Work request
All records below are to be repeated precisely, with nothing added.

Extracted data
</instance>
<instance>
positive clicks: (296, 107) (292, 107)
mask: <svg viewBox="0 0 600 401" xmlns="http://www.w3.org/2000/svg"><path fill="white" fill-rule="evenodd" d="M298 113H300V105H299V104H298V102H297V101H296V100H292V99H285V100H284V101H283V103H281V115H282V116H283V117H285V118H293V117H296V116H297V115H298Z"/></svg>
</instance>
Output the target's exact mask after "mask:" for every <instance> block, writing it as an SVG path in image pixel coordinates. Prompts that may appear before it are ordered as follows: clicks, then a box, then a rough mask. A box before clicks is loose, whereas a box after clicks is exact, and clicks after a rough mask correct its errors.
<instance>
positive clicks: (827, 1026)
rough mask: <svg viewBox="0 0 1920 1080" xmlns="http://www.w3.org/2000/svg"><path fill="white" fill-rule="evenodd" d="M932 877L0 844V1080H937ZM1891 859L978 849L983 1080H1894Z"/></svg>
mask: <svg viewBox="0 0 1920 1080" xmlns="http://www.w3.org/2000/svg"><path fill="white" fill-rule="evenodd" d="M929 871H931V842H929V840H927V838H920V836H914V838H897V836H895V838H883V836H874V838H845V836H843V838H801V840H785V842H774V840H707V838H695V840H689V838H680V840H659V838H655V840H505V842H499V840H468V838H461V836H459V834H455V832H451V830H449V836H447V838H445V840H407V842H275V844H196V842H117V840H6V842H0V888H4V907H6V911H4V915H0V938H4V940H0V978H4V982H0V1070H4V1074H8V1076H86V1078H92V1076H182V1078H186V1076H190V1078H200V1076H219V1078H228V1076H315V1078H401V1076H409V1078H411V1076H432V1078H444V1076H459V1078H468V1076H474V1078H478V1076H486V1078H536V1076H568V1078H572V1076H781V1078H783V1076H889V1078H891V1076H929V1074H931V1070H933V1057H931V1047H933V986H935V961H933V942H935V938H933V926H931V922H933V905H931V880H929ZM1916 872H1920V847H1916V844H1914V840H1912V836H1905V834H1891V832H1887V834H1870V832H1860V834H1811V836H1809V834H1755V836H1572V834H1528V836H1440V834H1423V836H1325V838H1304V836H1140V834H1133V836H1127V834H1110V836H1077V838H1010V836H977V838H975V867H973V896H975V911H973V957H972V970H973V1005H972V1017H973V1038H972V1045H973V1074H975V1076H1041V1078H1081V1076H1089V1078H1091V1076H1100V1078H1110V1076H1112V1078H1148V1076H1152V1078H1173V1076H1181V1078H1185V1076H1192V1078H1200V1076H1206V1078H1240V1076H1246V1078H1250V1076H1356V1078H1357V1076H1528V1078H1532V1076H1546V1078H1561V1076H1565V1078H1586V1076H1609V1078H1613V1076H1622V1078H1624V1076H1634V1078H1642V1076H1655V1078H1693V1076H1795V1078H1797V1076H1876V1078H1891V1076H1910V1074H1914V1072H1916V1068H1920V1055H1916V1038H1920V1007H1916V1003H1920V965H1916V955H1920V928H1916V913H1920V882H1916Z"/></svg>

Answer section
</instance>
<instance>
positive clicks: (296, 107) (292, 107)
mask: <svg viewBox="0 0 600 401" xmlns="http://www.w3.org/2000/svg"><path fill="white" fill-rule="evenodd" d="M298 113H300V105H299V104H298V102H297V101H296V100H292V99H285V100H284V101H283V103H281V115H282V116H283V117H285V118H293V117H296V116H297V115H298Z"/></svg>
</instance>
Output the target's exact mask after "mask:" for every <instance> block, writing it as an SVG path in image pixel coordinates. Prompts that may appear before it are ordered as follows: clicks, then a box, then a rough mask. A box before clicks is loose, whereas a box after clicks is exact, and clicks after a rough mask correct its errors.
<instance>
positive clicks: (827, 1026)
rough mask: <svg viewBox="0 0 1920 1080" xmlns="http://www.w3.org/2000/svg"><path fill="white" fill-rule="evenodd" d="M932 877L0 844V1080H937ZM1891 859L978 849L983 1080H1894Z"/></svg>
mask: <svg viewBox="0 0 1920 1080" xmlns="http://www.w3.org/2000/svg"><path fill="white" fill-rule="evenodd" d="M929 871H931V842H929V840H927V838H920V836H914V838H897V836H895V838H883V836H874V838H845V836H843V838H801V840H785V842H774V840H707V838H695V840H689V838H680V840H659V838H655V840H505V842H499V840H468V838H461V836H459V834H455V832H451V830H449V836H447V838H445V840H407V842H275V844H196V842H117V840H6V842H0V888H4V907H6V911H4V915H0V938H4V940H0V978H4V982H0V1070H4V1074H8V1076H86V1078H92V1076H182V1078H186V1076H190V1078H200V1076H219V1078H228V1076H315V1078H401V1076H409V1078H411V1076H432V1078H444V1076H459V1078H468V1076H474V1078H478V1076H486V1078H536V1076H568V1078H572V1076H781V1078H783V1076H889V1078H891V1076H929V1074H931V1070H933V1057H931V1047H933V986H935V961H933V942H935V938H933V926H931V922H933V905H931V880H929ZM1916 872H1920V847H1916V844H1914V840H1912V836H1905V834H1891V832H1887V834H1870V832H1860V834H1811V836H1809V834H1755V836H1572V834H1528V836H1440V834H1423V836H1325V838H1304V836H1140V834H1133V836H1127V834H1110V836H1077V838H1010V836H977V838H975V867H973V896H975V911H973V957H972V970H973V1005H972V1017H973V1038H972V1045H973V1074H975V1076H1041V1078H1081V1076H1089V1078H1091V1076H1100V1078H1110V1076H1112V1078H1148V1076H1152V1078H1173V1076H1181V1078H1185V1076H1192V1078H1200V1076H1206V1078H1240V1076H1246V1078H1250V1076H1356V1078H1357V1076H1528V1078H1532V1076H1546V1078H1561V1076H1565V1078H1586V1076H1609V1078H1613V1076H1622V1078H1624V1076H1634V1078H1642V1076H1655V1078H1693V1076H1795V1078H1797V1076H1876V1078H1891V1076H1910V1074H1914V1072H1916V1068H1920V1055H1916V1038H1920V1007H1916V1003H1920V965H1916V955H1920V928H1916V913H1920V882H1916Z"/></svg>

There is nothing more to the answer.